> TASK DIRECTIONS:
Scan the lines below for the string "wheel" and copy every one that has it.

> INFORMATION GIVEN:
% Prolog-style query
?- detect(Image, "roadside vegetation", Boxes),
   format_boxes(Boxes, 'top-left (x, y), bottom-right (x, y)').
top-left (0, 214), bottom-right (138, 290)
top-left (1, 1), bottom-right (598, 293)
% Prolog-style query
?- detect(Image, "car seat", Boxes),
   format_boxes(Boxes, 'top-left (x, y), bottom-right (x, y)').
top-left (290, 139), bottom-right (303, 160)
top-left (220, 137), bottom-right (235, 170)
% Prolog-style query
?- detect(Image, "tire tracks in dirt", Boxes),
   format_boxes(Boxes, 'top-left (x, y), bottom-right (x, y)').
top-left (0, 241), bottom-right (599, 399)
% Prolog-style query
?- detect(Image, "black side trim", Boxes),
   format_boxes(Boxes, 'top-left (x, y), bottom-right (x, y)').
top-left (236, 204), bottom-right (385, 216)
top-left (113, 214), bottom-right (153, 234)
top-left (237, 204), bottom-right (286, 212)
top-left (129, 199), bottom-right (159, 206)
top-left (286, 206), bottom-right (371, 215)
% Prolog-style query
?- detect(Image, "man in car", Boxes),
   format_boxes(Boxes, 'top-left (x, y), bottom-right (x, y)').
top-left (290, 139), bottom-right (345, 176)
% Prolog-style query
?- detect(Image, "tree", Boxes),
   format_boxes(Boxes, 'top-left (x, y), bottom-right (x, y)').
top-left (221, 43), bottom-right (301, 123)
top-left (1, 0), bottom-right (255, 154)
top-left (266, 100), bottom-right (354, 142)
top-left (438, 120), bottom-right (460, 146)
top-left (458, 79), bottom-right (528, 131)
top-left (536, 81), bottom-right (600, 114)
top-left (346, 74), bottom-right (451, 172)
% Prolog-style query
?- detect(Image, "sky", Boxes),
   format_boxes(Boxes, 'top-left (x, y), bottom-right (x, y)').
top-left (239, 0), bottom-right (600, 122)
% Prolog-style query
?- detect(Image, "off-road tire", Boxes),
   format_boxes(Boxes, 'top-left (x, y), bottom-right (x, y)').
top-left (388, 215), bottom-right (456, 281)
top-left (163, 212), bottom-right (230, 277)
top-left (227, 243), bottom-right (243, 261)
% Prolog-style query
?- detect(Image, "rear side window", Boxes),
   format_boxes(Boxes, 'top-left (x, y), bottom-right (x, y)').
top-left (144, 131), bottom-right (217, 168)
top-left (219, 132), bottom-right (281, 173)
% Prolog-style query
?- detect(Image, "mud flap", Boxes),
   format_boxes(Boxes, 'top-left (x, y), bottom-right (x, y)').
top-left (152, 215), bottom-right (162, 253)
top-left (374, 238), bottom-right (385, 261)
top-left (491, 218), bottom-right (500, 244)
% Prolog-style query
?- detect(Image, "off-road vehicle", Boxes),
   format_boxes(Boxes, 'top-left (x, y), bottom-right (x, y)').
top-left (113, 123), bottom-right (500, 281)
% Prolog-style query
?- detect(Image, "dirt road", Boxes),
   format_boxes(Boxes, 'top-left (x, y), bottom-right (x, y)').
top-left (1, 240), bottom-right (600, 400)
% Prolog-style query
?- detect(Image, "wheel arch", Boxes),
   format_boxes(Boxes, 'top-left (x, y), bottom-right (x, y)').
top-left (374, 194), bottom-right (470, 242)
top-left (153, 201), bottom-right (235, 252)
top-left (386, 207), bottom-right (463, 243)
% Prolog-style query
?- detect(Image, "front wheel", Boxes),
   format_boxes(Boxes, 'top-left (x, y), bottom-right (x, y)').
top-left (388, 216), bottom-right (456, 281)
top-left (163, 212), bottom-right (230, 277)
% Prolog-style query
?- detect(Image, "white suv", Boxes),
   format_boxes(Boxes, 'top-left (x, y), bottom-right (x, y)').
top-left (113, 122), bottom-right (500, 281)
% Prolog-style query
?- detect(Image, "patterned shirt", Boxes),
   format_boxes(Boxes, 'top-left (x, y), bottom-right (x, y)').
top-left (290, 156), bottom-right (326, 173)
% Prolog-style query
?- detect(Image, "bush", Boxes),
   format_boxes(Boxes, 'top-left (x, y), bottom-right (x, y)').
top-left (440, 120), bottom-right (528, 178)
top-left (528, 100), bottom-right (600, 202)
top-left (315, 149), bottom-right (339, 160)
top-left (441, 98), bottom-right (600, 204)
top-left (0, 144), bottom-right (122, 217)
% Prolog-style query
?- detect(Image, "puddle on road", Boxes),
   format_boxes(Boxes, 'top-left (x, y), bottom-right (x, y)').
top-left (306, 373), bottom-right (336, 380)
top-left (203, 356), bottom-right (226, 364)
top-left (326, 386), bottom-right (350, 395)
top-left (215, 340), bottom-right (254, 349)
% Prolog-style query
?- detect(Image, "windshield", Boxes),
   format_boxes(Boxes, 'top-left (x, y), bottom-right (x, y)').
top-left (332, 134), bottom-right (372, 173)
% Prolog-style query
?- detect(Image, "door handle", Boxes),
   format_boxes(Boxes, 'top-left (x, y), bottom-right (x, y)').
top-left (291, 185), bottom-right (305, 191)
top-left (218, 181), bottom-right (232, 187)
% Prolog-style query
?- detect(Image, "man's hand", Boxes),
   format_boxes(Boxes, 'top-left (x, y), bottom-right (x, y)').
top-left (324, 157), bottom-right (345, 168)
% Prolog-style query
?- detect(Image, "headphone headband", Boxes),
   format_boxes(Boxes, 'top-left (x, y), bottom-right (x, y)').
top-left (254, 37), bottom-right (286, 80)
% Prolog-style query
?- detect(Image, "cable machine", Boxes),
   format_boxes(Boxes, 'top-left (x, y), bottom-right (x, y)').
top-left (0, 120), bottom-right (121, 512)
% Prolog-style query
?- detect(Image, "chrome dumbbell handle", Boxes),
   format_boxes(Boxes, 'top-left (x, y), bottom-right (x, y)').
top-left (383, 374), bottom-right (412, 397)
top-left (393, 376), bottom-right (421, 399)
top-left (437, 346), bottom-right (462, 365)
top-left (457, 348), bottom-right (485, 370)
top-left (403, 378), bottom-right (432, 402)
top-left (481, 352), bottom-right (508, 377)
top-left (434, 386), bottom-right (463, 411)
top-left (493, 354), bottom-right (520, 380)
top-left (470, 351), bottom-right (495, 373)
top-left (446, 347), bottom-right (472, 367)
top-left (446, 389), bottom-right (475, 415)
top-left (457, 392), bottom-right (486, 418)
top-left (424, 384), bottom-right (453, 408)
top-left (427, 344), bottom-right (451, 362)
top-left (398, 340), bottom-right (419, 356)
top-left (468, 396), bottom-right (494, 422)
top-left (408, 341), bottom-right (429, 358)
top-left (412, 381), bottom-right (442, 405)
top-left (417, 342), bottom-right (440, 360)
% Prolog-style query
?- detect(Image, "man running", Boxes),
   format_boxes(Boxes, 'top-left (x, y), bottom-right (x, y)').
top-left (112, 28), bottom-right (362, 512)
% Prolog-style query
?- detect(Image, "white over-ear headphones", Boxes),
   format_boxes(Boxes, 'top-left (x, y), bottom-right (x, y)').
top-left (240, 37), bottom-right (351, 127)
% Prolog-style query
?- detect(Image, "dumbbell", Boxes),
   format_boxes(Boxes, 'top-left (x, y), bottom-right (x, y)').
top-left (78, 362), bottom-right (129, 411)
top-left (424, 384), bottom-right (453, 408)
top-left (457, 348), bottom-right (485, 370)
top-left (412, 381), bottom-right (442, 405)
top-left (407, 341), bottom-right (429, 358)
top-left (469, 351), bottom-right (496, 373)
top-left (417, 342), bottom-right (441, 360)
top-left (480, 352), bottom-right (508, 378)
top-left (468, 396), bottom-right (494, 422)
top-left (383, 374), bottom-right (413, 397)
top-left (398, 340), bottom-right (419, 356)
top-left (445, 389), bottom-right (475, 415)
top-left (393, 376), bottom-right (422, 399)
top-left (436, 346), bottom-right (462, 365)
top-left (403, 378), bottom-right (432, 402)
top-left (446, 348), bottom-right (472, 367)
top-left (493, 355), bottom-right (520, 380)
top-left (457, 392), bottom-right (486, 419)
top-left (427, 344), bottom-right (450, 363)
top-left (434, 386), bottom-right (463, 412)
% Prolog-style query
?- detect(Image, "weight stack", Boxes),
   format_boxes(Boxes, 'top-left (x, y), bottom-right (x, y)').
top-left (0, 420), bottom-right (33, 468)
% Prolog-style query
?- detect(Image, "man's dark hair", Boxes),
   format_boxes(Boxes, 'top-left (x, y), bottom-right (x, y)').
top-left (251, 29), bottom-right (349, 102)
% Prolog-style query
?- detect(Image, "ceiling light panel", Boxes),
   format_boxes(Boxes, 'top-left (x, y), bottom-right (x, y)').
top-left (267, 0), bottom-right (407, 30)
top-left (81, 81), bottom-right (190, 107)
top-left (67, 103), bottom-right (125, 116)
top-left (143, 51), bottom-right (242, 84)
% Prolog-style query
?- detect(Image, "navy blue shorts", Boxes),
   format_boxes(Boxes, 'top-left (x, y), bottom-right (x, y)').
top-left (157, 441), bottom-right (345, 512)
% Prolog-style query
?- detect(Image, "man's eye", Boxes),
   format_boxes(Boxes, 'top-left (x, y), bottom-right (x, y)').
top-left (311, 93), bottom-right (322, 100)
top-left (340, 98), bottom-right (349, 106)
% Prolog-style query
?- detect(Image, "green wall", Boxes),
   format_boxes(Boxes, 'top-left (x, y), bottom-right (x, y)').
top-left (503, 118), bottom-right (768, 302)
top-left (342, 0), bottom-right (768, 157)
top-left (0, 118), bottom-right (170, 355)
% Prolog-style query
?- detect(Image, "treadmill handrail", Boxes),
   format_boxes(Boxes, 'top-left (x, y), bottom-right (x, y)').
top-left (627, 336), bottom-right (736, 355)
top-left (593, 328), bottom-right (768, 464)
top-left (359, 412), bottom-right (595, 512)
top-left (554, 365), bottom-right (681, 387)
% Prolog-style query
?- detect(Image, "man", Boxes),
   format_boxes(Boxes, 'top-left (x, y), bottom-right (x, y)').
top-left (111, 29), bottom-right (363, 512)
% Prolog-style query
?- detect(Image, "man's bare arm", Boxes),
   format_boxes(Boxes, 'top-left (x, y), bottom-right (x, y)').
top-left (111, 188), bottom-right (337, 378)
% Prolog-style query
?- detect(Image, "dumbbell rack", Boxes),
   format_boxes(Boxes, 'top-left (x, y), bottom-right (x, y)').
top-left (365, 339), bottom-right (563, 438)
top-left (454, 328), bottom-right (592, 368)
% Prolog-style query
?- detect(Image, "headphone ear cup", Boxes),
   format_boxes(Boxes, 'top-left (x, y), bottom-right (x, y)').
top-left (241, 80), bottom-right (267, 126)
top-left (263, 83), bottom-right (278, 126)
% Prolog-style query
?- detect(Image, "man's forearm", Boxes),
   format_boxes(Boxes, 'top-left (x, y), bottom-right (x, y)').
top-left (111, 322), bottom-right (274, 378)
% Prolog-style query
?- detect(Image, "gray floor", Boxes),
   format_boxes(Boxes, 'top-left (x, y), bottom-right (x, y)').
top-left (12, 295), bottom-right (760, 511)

> ANSWER TO THIS PROBLEM:
?- detect(Image, "wheel arch", Boxes),
?- detect(Image, "front wheel", Boxes),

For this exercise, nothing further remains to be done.